▶ _Fragmento de la página_:
++++++++
LUCIANO PAJARES BEATO
No hay mejores momentos para meditar que los que se determinan desde el silencio y el sosiego; pero especialmente el silencio y la paz que se viven ante el Sagrario de una iglesia, y si tiene estructura peculiar de piedras centenarias y está casi vacía de gente y ni las respiraciones de los fieles más próximos se sienten, se avivan las sensaciones y todo se hace más profundo e inducido En esa situación se encuentra nuestra Santa María por la tarde, cuando nuestro párroco, Don Gildo, antes de la misa vespertina, abre la puerta del templo para confesar y espera la hora del culto y que lleguen y se acomoden los fieles. Entonces, en ese tiempo que sabe corto, se escucha la delicada sonoridad del silencio y, si se está en situación anímica de quietud, todo es un místico vibrar del lugar, son las piedras que como una sublime oración invitan a contemplar, a perderse dentro de uno mismo en un atisbo de inmensidades, nos invitan a olvidarse de la propia existencia en la presencia de Él, y a andar cerca, muy cerca, de «darle a la caza alcance», como explica desde su experiencia personal nuestro hermano San Juan de la Cruz.
En uno de estos ratos en Santa María, al atardecer, cuando, perdida la concentración y distraído, miraba nuestro Retablo del Altar Mayor con su hermoso Cielo de las Constelaciones Zodiacales a medio iluminar, sentí que a mi lado había alguien e inquieto y, en ese último banco en el que suelo sentarme, me moví como buscando acomodo entre un escalofrío y una turbación, pero la respuesta se hizo presente en un sayal franciscano que tapaba la reconocida figura del Padrecito Motolinía, Fray Toribio de Benavente.
A pesar de la sorpresa, quise saludarle, pero con una señal inconfundible de silencio, poniendo el dedo índice de la mano derecha sobre los labios, me indicó con gestos que lo mío se reducía a escuchar, y mi bienvenida quedó substanciada a una sincera sonrisa con gesto de afecto.
Luego, inmediatamente, sin mediar más palabra, me mira y con aire comprometido y serio, y me dice: Debéis saber que en esta situación que pretendéis vivir, sin Dios, no hay conciencia ética y se pierden todos los respetos, incluso el debido a la vida humana a pesar de estar considerado, por la mayoría, como derecho fundamental; de ahí que el desvarío a que estáis llegando sea extremo; de ahí que, perdida la razón, queráis llegar al más espantoso de los crímenes anulando el humano derecho a la vida desde el ser en su estadio más dependiente; también vemos como se pretende captar eso que llamáis el voto de los jóvenes, con licencias de perversión que los arrastran a la animalidad sexual, a los paraísos artificiales de la droga y, en definitiva, al hedonismo; advertimos como se perturba la Justicia con maniobras políticas, deshaciendo cualquier conato de oposición con manipulada legalidad, sin otro fin que buscar el poder.
++++++++
▶ _Material proporcionado_:
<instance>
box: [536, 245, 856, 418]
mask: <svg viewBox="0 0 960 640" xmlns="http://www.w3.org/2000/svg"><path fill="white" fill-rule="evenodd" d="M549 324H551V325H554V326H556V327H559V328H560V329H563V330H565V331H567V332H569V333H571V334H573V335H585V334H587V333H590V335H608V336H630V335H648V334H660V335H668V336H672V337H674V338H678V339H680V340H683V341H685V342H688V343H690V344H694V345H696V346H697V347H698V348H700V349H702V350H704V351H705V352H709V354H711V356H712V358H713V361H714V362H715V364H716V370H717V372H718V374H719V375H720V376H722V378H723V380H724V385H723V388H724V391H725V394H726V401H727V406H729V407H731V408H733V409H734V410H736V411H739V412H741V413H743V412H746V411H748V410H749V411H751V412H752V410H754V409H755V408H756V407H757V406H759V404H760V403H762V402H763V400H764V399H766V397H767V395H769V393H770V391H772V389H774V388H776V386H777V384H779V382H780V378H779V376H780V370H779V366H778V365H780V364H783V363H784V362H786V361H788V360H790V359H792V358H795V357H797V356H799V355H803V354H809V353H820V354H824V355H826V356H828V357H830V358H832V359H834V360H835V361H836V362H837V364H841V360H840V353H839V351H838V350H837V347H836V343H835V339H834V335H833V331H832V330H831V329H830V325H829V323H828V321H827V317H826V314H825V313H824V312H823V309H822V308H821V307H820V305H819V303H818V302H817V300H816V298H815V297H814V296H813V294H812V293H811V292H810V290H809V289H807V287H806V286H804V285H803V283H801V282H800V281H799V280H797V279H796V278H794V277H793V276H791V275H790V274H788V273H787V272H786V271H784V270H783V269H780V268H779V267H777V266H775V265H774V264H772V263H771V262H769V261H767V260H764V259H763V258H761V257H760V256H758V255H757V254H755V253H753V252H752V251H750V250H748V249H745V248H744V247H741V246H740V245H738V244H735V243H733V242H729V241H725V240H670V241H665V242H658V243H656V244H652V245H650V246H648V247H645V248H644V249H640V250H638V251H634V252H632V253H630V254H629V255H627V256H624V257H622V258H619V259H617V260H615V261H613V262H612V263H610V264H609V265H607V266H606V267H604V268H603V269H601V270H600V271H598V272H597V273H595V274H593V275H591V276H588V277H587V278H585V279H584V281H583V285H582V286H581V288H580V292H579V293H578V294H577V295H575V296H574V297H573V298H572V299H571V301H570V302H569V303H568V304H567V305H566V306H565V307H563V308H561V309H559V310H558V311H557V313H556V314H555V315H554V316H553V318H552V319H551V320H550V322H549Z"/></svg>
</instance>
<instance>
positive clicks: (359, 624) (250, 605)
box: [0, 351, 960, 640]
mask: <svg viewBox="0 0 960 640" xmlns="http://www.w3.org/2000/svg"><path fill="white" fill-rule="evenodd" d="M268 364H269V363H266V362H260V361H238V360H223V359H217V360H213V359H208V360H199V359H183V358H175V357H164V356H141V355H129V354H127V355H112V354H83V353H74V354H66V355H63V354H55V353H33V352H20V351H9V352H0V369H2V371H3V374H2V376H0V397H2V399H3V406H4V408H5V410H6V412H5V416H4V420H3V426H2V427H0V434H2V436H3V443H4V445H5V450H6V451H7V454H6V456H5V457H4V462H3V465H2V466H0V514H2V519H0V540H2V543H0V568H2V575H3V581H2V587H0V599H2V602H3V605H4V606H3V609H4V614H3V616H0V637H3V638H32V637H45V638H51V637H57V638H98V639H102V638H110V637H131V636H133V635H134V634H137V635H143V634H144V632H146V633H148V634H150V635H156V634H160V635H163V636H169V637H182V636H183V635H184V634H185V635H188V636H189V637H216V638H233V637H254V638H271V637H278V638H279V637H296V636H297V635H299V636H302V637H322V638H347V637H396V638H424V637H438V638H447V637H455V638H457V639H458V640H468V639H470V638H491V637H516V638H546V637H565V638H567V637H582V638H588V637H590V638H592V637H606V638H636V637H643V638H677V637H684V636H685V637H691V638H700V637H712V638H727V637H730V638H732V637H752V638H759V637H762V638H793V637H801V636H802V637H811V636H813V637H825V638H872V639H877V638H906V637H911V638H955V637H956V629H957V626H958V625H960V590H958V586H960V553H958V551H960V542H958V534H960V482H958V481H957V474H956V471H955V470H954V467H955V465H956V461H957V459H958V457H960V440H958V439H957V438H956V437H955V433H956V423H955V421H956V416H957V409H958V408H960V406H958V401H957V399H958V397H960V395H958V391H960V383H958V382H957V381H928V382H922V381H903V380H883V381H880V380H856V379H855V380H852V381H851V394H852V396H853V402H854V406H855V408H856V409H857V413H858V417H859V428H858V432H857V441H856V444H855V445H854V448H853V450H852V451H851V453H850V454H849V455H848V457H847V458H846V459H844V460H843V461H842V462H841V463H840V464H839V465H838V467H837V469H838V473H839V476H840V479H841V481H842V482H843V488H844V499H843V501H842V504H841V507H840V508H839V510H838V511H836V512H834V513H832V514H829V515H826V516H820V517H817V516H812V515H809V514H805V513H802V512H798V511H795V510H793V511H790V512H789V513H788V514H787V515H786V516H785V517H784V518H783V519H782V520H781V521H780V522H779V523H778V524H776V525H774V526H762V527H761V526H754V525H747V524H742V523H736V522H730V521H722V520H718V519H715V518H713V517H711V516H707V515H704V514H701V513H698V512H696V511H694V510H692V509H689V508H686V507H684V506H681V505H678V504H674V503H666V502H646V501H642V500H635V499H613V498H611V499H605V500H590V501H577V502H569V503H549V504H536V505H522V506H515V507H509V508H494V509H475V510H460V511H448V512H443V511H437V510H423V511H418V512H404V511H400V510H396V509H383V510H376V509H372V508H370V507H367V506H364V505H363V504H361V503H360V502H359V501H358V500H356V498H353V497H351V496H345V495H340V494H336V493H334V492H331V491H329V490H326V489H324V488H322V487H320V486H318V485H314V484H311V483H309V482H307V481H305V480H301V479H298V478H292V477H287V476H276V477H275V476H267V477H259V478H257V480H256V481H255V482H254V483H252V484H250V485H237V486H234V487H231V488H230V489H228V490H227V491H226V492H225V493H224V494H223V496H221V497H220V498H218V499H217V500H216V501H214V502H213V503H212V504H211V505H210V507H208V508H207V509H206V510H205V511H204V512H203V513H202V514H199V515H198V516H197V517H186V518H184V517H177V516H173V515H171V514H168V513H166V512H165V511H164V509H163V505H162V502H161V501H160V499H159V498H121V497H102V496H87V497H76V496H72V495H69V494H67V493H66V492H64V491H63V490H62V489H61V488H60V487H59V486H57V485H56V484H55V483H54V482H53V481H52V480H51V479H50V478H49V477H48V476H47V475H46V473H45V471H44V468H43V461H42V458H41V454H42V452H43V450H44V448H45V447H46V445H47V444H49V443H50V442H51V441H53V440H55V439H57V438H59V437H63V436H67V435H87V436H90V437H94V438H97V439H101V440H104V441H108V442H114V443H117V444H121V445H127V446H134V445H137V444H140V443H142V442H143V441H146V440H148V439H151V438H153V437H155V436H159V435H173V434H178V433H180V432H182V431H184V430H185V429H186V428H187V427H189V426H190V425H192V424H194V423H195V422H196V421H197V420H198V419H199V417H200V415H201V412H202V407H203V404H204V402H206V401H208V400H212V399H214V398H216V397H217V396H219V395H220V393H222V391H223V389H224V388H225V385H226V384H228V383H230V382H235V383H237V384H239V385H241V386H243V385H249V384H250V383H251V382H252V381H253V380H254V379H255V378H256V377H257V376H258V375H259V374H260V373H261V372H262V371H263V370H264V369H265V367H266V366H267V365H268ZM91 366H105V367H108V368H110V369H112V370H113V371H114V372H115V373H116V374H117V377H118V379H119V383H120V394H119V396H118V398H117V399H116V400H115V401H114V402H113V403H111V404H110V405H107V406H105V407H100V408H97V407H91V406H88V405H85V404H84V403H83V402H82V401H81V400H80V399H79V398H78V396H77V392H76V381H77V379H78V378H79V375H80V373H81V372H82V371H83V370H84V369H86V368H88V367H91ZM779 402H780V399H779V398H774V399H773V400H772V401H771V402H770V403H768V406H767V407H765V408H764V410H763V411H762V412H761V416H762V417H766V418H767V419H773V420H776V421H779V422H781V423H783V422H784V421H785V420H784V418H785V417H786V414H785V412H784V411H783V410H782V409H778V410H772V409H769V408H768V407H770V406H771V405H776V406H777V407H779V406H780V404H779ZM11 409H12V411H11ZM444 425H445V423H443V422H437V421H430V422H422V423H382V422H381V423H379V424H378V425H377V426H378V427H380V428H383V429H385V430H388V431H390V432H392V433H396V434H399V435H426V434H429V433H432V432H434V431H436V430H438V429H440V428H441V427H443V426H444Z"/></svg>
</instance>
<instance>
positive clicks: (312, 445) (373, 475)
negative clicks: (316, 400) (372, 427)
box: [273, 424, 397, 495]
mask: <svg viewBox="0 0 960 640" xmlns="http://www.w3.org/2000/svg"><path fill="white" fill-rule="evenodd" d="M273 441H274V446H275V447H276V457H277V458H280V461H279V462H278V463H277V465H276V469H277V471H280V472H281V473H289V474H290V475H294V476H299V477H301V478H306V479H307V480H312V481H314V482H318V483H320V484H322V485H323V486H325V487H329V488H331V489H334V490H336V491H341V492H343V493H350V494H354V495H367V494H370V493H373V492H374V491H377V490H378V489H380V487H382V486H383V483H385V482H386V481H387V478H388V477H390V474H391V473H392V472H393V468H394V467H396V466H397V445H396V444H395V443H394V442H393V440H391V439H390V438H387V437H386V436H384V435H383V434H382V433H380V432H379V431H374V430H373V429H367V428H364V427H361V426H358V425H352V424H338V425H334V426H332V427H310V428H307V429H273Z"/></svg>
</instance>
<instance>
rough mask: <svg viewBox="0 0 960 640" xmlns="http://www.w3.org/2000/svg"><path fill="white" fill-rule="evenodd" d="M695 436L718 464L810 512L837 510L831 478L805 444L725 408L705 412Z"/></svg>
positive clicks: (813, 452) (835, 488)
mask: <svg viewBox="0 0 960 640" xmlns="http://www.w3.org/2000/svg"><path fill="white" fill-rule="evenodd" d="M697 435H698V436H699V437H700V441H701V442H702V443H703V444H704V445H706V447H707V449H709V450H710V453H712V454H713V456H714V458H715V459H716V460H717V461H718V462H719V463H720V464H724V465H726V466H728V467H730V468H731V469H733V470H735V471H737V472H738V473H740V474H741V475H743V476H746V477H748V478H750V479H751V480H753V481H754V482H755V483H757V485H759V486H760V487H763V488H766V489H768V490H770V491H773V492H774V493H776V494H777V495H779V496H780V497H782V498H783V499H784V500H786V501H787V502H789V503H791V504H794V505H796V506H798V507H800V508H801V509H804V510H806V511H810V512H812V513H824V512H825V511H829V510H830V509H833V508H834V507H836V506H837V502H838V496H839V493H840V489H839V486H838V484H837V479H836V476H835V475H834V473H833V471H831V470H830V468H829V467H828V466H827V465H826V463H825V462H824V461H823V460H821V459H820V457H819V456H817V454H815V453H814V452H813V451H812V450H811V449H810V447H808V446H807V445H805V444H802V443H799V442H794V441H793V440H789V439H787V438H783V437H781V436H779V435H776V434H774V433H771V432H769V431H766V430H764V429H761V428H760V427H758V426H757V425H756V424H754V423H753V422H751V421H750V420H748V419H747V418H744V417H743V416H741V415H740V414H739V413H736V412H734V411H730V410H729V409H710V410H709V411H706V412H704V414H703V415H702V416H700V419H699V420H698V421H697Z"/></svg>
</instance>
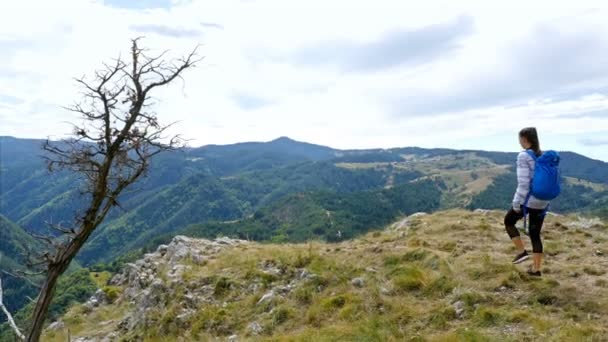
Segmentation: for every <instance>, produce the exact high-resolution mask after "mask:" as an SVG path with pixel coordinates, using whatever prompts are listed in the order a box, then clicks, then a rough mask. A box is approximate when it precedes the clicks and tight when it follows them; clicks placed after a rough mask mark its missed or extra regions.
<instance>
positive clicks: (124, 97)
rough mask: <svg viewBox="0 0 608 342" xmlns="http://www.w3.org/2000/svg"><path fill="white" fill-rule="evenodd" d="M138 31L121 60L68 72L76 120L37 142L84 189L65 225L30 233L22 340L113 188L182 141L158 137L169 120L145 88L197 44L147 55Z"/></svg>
mask: <svg viewBox="0 0 608 342" xmlns="http://www.w3.org/2000/svg"><path fill="white" fill-rule="evenodd" d="M140 39H141V38H136V39H133V40H132V41H131V43H132V44H131V53H130V56H129V57H130V58H129V60H128V61H126V60H125V61H123V60H122V59H121V58H120V57H119V58H117V59H115V60H114V61H113V62H112V63H108V64H106V63H104V64H103V67H102V68H100V70H97V71H95V72H94V73H93V75H92V76H91V77H90V78H85V77H81V78H78V79H76V82H77V84H78V85H80V86H81V87H82V94H81V101H76V102H75V103H74V104H73V105H72V106H69V107H67V108H66V110H69V111H71V112H73V113H76V114H78V115H79V116H80V117H81V119H82V124H80V125H73V126H74V129H73V137H72V138H70V139H67V140H63V141H60V142H51V141H48V140H47V142H46V144H45V145H44V147H43V149H44V151H45V152H46V155H45V156H44V159H45V160H46V163H47V166H48V168H49V170H50V171H55V170H67V171H72V172H75V173H76V174H77V175H79V176H80V178H79V179H80V180H81V181H82V184H83V185H84V186H83V187H82V188H81V189H80V191H81V194H82V195H87V196H88V197H87V199H86V200H85V201H82V203H84V208H83V209H82V212H79V214H78V215H77V217H76V218H75V224H74V225H71V226H70V227H67V228H66V227H65V226H61V225H53V224H48V225H49V226H50V227H51V228H52V229H54V230H55V231H58V232H59V233H61V235H59V236H56V237H47V236H36V237H37V238H39V239H41V240H43V241H45V242H46V243H47V245H48V246H49V247H50V248H49V250H47V251H44V252H42V253H39V254H40V255H38V256H37V257H36V260H34V261H32V262H29V258H28V264H29V265H30V266H32V267H34V268H35V269H36V268H40V267H44V268H45V270H46V273H47V276H46V279H45V282H44V284H43V285H42V289H41V291H40V294H39V296H38V299H37V302H36V307H35V308H34V310H33V313H32V318H31V322H32V324H31V327H30V329H29V331H28V333H27V341H28V342H30V341H37V340H38V339H39V337H40V334H41V331H42V325H43V322H44V319H45V318H46V314H47V311H48V308H49V305H50V303H51V300H52V294H53V290H54V288H55V286H56V284H57V280H58V278H59V276H60V275H61V274H62V273H63V272H65V270H66V269H67V267H68V266H69V264H70V262H71V261H72V259H73V258H74V257H75V256H76V255H77V253H78V251H79V250H80V249H81V248H82V247H83V245H84V244H85V243H86V241H87V240H88V238H89V237H90V236H91V234H92V233H93V232H94V231H95V229H96V228H97V227H98V226H99V225H100V224H102V222H103V220H104V219H105V218H106V216H107V215H108V213H109V212H110V210H111V209H112V208H114V207H118V208H120V204H119V198H120V196H121V194H122V193H123V192H124V191H125V190H126V189H128V188H129V187H130V186H131V185H132V184H134V183H135V182H137V180H138V179H139V178H140V177H142V176H143V175H145V174H146V173H147V171H148V169H149V167H150V164H151V158H153V157H154V156H156V155H157V154H159V153H161V152H163V151H172V150H176V149H178V148H180V147H182V146H183V145H184V143H185V140H183V139H182V138H181V137H180V136H179V135H176V136H173V137H165V136H164V135H165V134H166V132H167V131H168V129H169V128H170V127H172V125H173V124H169V125H163V124H161V123H160V120H159V119H158V116H157V114H156V113H155V112H154V110H153V108H152V107H151V105H153V103H151V101H152V95H151V93H152V91H153V90H154V89H155V88H158V87H162V86H165V85H168V84H169V83H171V82H172V81H173V80H175V79H177V78H180V79H181V77H182V73H183V72H184V71H185V70H186V69H189V68H192V67H194V66H195V64H196V63H198V62H199V61H200V60H202V58H199V57H198V56H197V54H196V53H197V49H198V46H197V47H196V48H195V49H194V50H193V51H192V52H191V53H190V54H188V55H187V56H186V57H184V58H181V59H177V60H175V61H166V60H165V56H166V51H165V52H162V53H160V54H159V55H157V56H153V57H150V56H149V55H148V54H147V52H146V50H144V49H142V48H140V47H139V46H138V43H139V41H140Z"/></svg>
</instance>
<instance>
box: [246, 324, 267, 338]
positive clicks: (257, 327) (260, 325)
mask: <svg viewBox="0 0 608 342" xmlns="http://www.w3.org/2000/svg"><path fill="white" fill-rule="evenodd" d="M249 330H250V331H251V332H252V333H253V334H254V335H258V334H260V333H261V332H262V330H264V329H262V326H261V325H260V324H259V323H258V322H253V323H251V324H249Z"/></svg>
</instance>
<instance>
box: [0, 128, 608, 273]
mask: <svg viewBox="0 0 608 342" xmlns="http://www.w3.org/2000/svg"><path fill="white" fill-rule="evenodd" d="M42 143H43V141H42V140H35V139H18V138H13V137H0V146H1V148H0V190H1V191H0V214H2V215H4V216H5V217H6V219H8V220H11V221H13V222H14V223H15V224H17V225H18V226H21V227H23V228H24V229H25V230H28V231H33V232H37V233H42V232H44V231H45V230H46V227H45V222H53V223H63V224H65V225H69V224H70V222H72V221H73V218H74V215H75V213H76V212H77V211H78V209H79V207H80V206H81V205H82V198H81V197H80V195H79V186H78V184H79V183H78V179H77V178H76V177H75V176H74V175H71V174H68V173H66V172H59V173H51V174H50V173H49V172H48V171H47V170H46V168H45V165H44V163H43V161H42V159H41V155H42V150H41V144H42ZM561 157H562V163H561V172H562V177H563V185H564V190H563V193H562V195H561V196H560V198H559V199H557V200H556V201H554V203H552V210H554V211H557V212H572V211H577V212H593V213H596V214H602V213H605V212H606V203H608V163H605V162H602V161H599V160H593V159H590V158H587V157H585V156H582V155H580V154H576V153H572V152H562V153H561ZM515 159H516V153H506V152H488V151H473V150H464V151H463V150H452V149H423V148H416V147H408V148H391V149H369V150H338V149H333V148H329V147H325V146H319V145H314V144H308V143H303V142H298V141H294V140H292V139H289V138H287V137H282V138H279V139H276V140H273V141H270V142H266V143H260V142H249V143H239V144H232V145H208V146H203V147H198V148H186V149H184V150H181V151H177V152H170V153H169V152H168V153H165V154H161V155H159V156H158V157H157V158H156V159H154V160H153V162H152V166H151V169H150V172H149V175H148V176H147V177H146V178H143V179H142V180H141V181H140V182H138V183H137V184H136V185H135V187H134V189H131V190H130V191H129V192H127V193H125V194H124V195H123V196H122V198H121V199H120V204H121V208H116V209H115V210H113V211H112V212H111V213H110V214H109V216H108V218H107V219H106V222H105V223H104V224H103V225H102V226H101V227H100V228H99V229H98V230H97V231H96V233H95V234H94V235H93V236H92V238H91V239H90V241H89V243H88V244H87V246H86V247H85V248H84V250H83V251H82V252H81V254H80V256H79V261H81V262H82V263H83V264H85V265H90V264H94V263H98V262H109V261H112V260H113V259H115V258H116V257H118V256H120V255H124V254H126V253H128V252H130V251H132V250H134V249H137V248H142V247H145V246H148V247H150V248H154V247H155V246H154V244H155V243H158V242H162V241H165V240H167V239H170V238H171V237H172V236H173V235H175V234H177V233H180V232H182V233H183V232H188V233H190V234H191V235H197V236H201V237H214V236H216V235H218V234H220V235H221V234H226V235H231V236H235V237H240V238H249V239H255V240H274V241H304V240H307V239H311V238H321V239H324V240H328V241H336V240H340V239H347V238H352V237H354V236H356V235H357V234H361V233H364V232H366V231H368V230H370V229H374V228H378V227H382V226H383V225H385V224H386V223H387V222H390V221H391V220H393V219H395V217H397V216H399V215H404V214H411V213H413V212H416V211H434V210H438V209H449V208H487V209H506V208H508V206H509V205H510V200H511V196H512V194H513V190H514V188H515V176H514V168H513V165H514V161H515Z"/></svg>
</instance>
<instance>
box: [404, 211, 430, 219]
mask: <svg viewBox="0 0 608 342" xmlns="http://www.w3.org/2000/svg"><path fill="white" fill-rule="evenodd" d="M426 215H428V214H427V213H425V212H422V211H420V212H417V213H413V214H412V215H410V216H408V218H416V217H421V216H426Z"/></svg>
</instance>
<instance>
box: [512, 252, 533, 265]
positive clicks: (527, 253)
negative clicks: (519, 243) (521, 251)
mask: <svg viewBox="0 0 608 342" xmlns="http://www.w3.org/2000/svg"><path fill="white" fill-rule="evenodd" d="M529 258H530V254H528V252H527V251H523V252H521V253H519V254H517V256H516V257H515V259H513V263H514V264H519V263H522V262H524V261H526V260H528V259H529Z"/></svg>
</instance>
++++++++
▶ _Qué hay que hacer_:
Reproduce del fragmento de la página el pasaje que comienza con las palabras que contienen "En uno de estos" y termina con "gesto de afecto.".

▶ _Respuesta del ejercicio_:
En uno de estos ratos en Santa María, al atardecer, cuando, perdida la concentración y distraído, miraba nuestro Retablo del Altar Mayor con su hermoso Cielo de las Constelaciones Zodiacales a medio iluminar, sentí que a mi lado había alguien e inquieto y, en ese último banco en el que suelo sentarme, me moví como buscando acomodo entre un escalofrío y una turbación, pero la respuesta se hizo presente en un sayal franciscano que tapaba la reconocida figura del Padrecito Motolinía, Fray Toribio de Benavente.
A pesar de la sorpresa, quise saludarle, pero con una señal inconfundible de silencio, poniendo el dedo índice de la mano derecha sobre los labios, me indicó con gestos que lo mío se reducía a escuchar, y mi bienvenida quedó substanciada a una sincera sonrisa con gesto de afecto.